**Request:** Reproduce every item below verbatim, omitting the pictures.

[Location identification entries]
+++++
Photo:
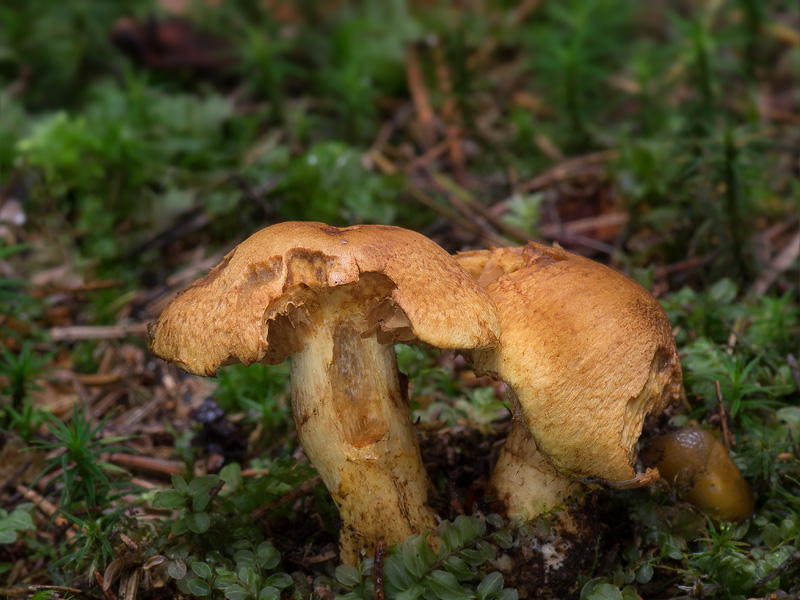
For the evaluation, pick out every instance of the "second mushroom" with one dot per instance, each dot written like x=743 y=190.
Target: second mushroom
x=587 y=354
x=336 y=300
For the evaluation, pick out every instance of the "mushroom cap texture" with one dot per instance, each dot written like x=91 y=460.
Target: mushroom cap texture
x=587 y=352
x=248 y=305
+++++
**Exercise output:**
Photo:
For the evaluation, pick out every instance of the "second mushroom" with one dot per instance, each dot written like x=743 y=190.
Target: second mushroom
x=587 y=354
x=336 y=300
For the evaluation, pick out every instance of the "mushroom cap texture" with one dot per instance, each dot written like x=91 y=460.
Target: mushroom cap texture
x=587 y=352
x=248 y=305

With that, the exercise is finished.